- [Problem to work on]
Extract every line in the material below that contains the word "class", and reproduce each of those lines in full.

[Point annotation material]
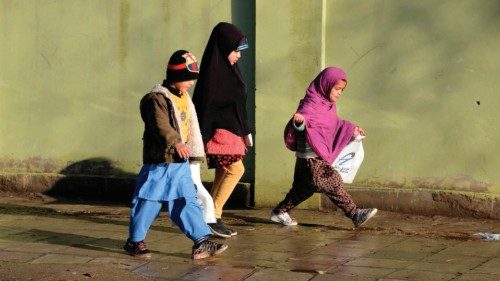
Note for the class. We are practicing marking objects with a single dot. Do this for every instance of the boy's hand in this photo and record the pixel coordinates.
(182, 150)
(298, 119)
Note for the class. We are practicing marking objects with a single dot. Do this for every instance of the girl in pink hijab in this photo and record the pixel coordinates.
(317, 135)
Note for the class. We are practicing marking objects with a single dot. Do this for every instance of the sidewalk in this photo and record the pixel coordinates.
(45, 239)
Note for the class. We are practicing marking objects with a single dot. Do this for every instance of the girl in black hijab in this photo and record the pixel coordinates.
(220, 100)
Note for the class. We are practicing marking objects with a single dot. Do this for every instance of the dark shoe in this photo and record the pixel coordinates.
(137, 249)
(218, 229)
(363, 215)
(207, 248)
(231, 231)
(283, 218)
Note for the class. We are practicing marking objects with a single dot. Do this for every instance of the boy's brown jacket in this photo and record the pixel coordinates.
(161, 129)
--
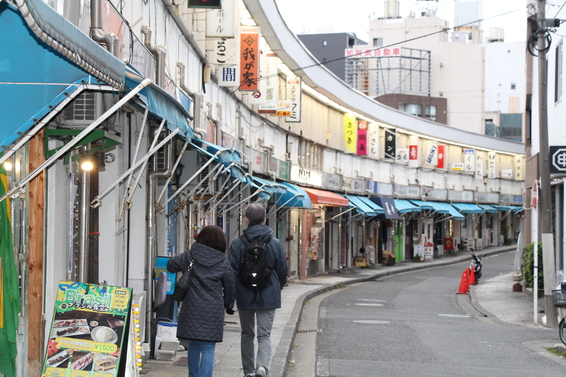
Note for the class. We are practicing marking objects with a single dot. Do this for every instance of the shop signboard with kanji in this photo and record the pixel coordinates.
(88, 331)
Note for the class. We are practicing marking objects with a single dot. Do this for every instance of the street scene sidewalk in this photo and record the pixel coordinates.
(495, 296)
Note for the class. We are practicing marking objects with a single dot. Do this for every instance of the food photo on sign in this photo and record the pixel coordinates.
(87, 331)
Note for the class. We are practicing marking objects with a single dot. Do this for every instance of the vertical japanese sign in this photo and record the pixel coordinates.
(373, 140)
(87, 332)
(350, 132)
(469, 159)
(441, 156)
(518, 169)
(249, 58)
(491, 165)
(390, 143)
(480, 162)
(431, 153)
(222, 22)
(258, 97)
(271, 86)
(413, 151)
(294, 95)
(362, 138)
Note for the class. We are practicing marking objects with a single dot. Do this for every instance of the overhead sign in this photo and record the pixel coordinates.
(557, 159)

- [Task solution]
Note for the class. We are practicing marking objects with a single dot. Do this for every instance of the boy's hand in this photo and record the pixel coordinates.
Note for the class. We are practicing marking objects with a single dot. Do this for every instance of the girl in pink hijab in this photo and record the pixel coordinates.
Note for the class. We are practicing marking objects with a single dot. Do this for every instance of the sidewalk in this photo and record the pixel coordinates.
Note for the class. We are practicing marking objects with a single dot. Do this for every instance of the girl in black hijab in this photo and record the pixel coordinates.
Note for the class. We are practicing marking objects with a single dot. Do this for every instance of the dark shoe in this photo and record the pixel coordinates.
Note for the class. We are practicing marking objects with a single dot. Do this for every instance of the boy's brown jacket in this photo and record the pixel coordinates.
Note for the class. We are practicing marking objects with a single dot. Do this for every instance of the shop signboard with kanji in this photo and record the pixel coordinates.
Note for the class. We are practicing marking objects with a single dot. Do this for every instance of the street scene sidewalk in this photo and record the pixel coordinates.
Note for the class. We are practicing marking objects with a single dot. Do this for every instance of the food photo on sign in this photo and record the pixel coordinates.
Note for the class. We are practicing marking objects with a single dot. Do this for every instance of the vertical japanese sign in this photo and record the pixel coordinates.
Note for the class. We are practicing marking objects with a single dot. Do this for every instance of the overhead sign in this photo and record the pixel coordinates.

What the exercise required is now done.